Task to carry out -
Rewrite the items between the line holding "Pass-network tagging: label the group" and the line holding "[(483, 106), (620, 100), (230, 112)]", inclusive, replacing "white car" with "parked car" and changing nothing else. Give back only those lines.

Provided data -
★ ★ ★ ★ ★ ★ ★
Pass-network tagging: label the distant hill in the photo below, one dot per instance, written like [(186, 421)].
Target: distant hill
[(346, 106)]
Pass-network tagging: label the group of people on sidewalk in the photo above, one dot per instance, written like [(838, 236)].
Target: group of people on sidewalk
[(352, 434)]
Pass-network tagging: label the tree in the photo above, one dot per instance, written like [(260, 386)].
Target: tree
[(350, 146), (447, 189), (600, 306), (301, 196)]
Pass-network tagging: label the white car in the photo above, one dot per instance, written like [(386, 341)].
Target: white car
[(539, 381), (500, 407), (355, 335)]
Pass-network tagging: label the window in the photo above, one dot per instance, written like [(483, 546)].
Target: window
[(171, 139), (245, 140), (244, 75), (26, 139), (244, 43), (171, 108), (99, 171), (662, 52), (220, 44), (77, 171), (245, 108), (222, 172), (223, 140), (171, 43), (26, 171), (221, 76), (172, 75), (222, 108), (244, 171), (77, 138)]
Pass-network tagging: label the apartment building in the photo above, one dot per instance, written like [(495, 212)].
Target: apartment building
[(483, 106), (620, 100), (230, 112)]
★ ★ ★ ★ ★ ★ ★
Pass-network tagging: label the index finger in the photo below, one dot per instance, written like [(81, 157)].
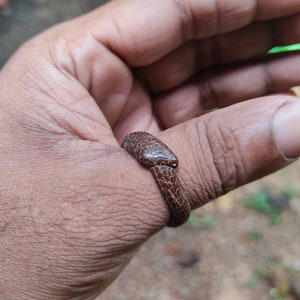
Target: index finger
★ ★ ★ ★ ★ ★ ★
Solution for this task -
Pass-network tagging: label the group of people on sidewalk in the photo above, one dot per instance, written like [(838, 236)].
Target: group of people on sidewalk
[(352, 434)]
Pass-network tagging: label the tree in the photo above, one dot per instance, written like [(260, 386)].
Target: tree
[(350, 146), (447, 189), (600, 306), (301, 196)]
Pass-network tagging: label the parked car in the photo above, one dot per instance, written like [(386, 341)].
Target: parked car
[(539, 381), (500, 407), (355, 335)]
Pass-network tagging: label the window in the photo above, one dot per instance, written like [(483, 546)].
Target: window
[(171, 139), (245, 140), (244, 75), (26, 139), (244, 43), (171, 108), (99, 171), (662, 52), (220, 44), (77, 171), (245, 108), (222, 172), (223, 140), (171, 43), (26, 171), (221, 76), (172, 75), (222, 108), (244, 171), (77, 138)]
Pass-network tagging: label the apartment building in the photo above, one dot per instance, written like [(495, 212)].
Target: apartment building
[(483, 106), (620, 100), (230, 112)]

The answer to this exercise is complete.